■ Work to be completed: Please copy out all the entries below, substituting "most distant from its edge" for every occurrence of "farthest from its outline". Keep everything else the same.

■ Information shown:
+ + +

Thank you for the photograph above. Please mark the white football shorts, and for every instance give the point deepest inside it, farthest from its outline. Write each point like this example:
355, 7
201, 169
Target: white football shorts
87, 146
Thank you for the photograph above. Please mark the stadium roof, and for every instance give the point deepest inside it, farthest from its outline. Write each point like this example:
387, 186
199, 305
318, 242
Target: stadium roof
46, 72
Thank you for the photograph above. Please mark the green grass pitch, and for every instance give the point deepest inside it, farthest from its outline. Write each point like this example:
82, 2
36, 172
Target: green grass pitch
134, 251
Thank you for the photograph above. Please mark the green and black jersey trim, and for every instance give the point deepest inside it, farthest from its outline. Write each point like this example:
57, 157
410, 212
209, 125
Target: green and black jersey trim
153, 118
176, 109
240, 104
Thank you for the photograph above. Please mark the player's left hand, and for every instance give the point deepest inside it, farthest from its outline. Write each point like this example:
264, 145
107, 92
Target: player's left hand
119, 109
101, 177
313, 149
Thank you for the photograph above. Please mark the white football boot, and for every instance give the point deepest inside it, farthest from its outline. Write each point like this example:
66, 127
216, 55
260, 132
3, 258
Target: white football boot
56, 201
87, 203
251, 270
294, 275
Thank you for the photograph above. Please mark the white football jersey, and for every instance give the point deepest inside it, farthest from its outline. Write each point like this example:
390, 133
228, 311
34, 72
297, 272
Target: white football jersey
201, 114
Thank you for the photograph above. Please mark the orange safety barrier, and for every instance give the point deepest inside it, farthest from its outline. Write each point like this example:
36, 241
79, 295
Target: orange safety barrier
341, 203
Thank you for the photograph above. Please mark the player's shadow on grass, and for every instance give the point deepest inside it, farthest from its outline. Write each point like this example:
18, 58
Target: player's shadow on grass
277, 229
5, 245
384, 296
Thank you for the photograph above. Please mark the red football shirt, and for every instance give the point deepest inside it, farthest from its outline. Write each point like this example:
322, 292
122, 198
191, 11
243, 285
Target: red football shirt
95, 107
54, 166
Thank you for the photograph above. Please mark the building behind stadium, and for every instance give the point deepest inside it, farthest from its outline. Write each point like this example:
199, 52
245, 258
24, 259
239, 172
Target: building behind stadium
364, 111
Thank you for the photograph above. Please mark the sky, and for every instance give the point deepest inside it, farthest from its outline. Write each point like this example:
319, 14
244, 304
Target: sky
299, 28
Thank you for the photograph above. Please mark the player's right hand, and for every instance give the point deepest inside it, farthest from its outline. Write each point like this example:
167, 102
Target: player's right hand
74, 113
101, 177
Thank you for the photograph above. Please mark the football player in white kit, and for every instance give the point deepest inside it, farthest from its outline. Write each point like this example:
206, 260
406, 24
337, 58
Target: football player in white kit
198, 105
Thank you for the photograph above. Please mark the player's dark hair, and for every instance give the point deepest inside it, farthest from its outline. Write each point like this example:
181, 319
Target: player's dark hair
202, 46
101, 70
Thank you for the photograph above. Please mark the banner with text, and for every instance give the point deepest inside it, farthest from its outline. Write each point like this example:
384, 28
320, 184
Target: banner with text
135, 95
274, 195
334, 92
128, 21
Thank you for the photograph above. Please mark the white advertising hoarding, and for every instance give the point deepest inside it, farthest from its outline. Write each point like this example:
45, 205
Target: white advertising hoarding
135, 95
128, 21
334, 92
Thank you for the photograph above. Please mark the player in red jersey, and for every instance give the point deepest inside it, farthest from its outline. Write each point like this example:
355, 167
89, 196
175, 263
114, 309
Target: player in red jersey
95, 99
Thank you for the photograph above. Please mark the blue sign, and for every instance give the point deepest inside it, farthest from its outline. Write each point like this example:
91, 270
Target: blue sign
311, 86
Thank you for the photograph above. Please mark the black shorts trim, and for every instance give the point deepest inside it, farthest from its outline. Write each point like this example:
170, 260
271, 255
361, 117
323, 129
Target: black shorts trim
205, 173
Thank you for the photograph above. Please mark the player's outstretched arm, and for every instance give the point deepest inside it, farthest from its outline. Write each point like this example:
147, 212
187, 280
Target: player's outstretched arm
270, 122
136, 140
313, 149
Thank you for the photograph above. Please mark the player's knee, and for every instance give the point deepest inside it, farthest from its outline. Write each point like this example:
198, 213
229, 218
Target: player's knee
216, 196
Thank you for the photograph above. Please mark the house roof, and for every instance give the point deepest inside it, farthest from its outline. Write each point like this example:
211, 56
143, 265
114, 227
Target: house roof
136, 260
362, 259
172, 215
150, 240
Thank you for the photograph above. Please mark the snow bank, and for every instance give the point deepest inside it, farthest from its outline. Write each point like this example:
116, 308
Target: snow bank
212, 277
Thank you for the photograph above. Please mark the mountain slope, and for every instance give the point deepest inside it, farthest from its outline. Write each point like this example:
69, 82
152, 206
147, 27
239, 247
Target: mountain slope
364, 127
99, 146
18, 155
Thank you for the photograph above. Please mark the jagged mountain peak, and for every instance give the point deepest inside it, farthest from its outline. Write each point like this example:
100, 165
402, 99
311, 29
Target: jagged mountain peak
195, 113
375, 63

+ + +

■ Result below:
Thank you for the photograph above. Please mark the white football shorts, and for every instance give the point deepest inside it, most distant from its edge. Write each point like this example:
355, 7
201, 169
Target: white football shorts
87, 146
Thank you for the photograph above. Please mark the stadium roof, and for every instance give the point deepest inside it, most distant from its edge. Write each point like this example:
387, 186
199, 305
318, 242
Target: stadium roof
46, 72
Thank you for the photograph above. Please mark the green grass pitch, and for every instance give the point deepest inside it, most distant from its edge. Write each point like this example:
82, 2
36, 172
Target: green grass pitch
134, 251
Thank you for the photograph above. Please mark the green and black jersey trim, and for every instance give the point deepest inside it, most distant from its edge. Write each point like this example:
57, 157
410, 212
209, 125
Target: green and black jersey trim
153, 118
176, 109
240, 104
Thank you for the photograph above. Please mark the player's left hand, and for every instance give the point deepest inside it, most distant from its edge. Write each point like this example:
264, 145
107, 92
Target: player's left hand
119, 109
101, 177
313, 149
Thank you for the photograph above. Please mark the white football boot, and for every instance give the point deepest inside it, most distant from its edge. Write each point like this example:
66, 127
216, 55
260, 132
3, 258
Target: white football boot
56, 201
87, 203
251, 270
294, 275
Thank you for the photograph above. Please mark the white football jersey, and for every instance give the point deepest inside it, most distant from its edge. Write each point like this example:
390, 133
228, 311
34, 72
297, 272
Target: white football jersey
201, 114
Thank you for the photograph above. Please mark the orange safety barrier, and for every instance give the point deepest inside it, most distant from its edge. Write each point like this example:
36, 241
79, 295
Target: orange safety barrier
341, 203
Thank you for the photograph above. Please mark the player's shadow on grass, and for every instance give the point deepest inside it, most distant from its edge. Write each point like this example:
18, 58
Target: player's shadow on grass
277, 229
5, 245
384, 296
Thank you for the photograph above. Please mark the red football shirt, and for every instance give the point deepest inside it, most distant from its edge. Write each point like this example:
322, 292
122, 198
191, 11
243, 285
Target: red football shirt
95, 107
54, 166
Thank you for the photograph above. Please mark the building behind stadium, and for every instance give the point deepest inside it, most distant from its edge. Write each point like this example:
199, 52
245, 258
24, 259
239, 172
Target: building behind stadium
364, 111
Thank you for the photograph above. Please mark the sky, and for every instance give the point deepest inside it, most distant from its edge. Write each point like this example:
319, 14
244, 304
Target: sky
299, 28
Thank you for the photograph above. Please mark the player's right hand, and for every instance give the point deepest inside it, most distant from its edge. Write each point like this example:
167, 102
Target: player's right hand
74, 113
101, 177
Thank you for the photograph above. Please mark the football player in white kit, and for every instance give the point deepest inside it, most distant from its edge. Write each point like this example:
206, 260
406, 24
337, 58
Target: football player in white kit
198, 105
Thank you for the photograph above. Please mark the player's dark hair, and for every instance give the point deepest inside it, most distant from its edge. Write each point like this example:
181, 319
Target: player's dark hair
202, 46
101, 70
Thank you for the photograph above. Please mark the banner with text, and for every instance give the point deepest inside it, most distant from its edge. Write each point like this example:
384, 28
320, 184
Target: banner with text
135, 95
274, 195
334, 92
128, 21
Thank you for the photograph above. Please mark the white advertising hoarding, and for every instance give the point deepest inside it, most distant from its edge. Write each point like this example:
45, 205
Target: white advertising hoarding
135, 95
128, 21
334, 92
Thank you for the photograph above. Please mark the player in red jersey, and for every instance give the point deepest inside it, most distant from its edge. Write each point like this example:
355, 167
89, 196
175, 263
114, 309
Target: player in red jersey
95, 99
Thank you for the photograph above. Please mark the blue sign, and for every instance give the point deepest inside it, most distant from its edge. Write each point like this example:
91, 270
Target: blue sign
311, 86
Thank you for the photograph above. Please mark the black shorts trim, and for every instance give the point deepest inside it, most distant from its edge. Write each point like this example:
170, 260
271, 255
361, 117
323, 129
Target: black shorts trim
205, 173
Thank you for the photograph above. Please mark the player's outstretched arm, and for every instance give the point deepest inside it, most distant from its edge. Write each point like this example:
147, 212
187, 280
Target: player's outstretched arm
270, 122
136, 140
313, 149
Thank you for the photograph above. Please mark the player's knee, and for every instance give the point deepest inside it, most distant from its edge. Write each point like this example:
198, 213
229, 218
Target: player's knee
216, 196
Thank you for the photograph above. Please mark the house roof, and for every instance give the point deepest inside it, most distant from its edge. Write each point like this example:
211, 56
143, 265
114, 227
Target: house roof
136, 260
362, 259
172, 215
150, 240
Thank you for the photograph above. Please mark the snow bank, and for every instance give the point deepest inside it, most distant from its edge. Write each point like this example:
116, 308
Target: snow bank
212, 277
Thank you for the photograph above. Please mark the mountain slope, and for every instance give the point deepest inside it, most distant from its edge. Write each point like this example:
69, 82
152, 206
147, 27
239, 247
Target: mountain slope
364, 127
99, 146
18, 155
Thank you for the photograph above. Please mark the jagged mountain peak, and for every instance give the point deepest inside it, most distant from its edge. Write each point like this example:
100, 165
402, 99
311, 29
Target: jagged mountain peak
195, 113
375, 63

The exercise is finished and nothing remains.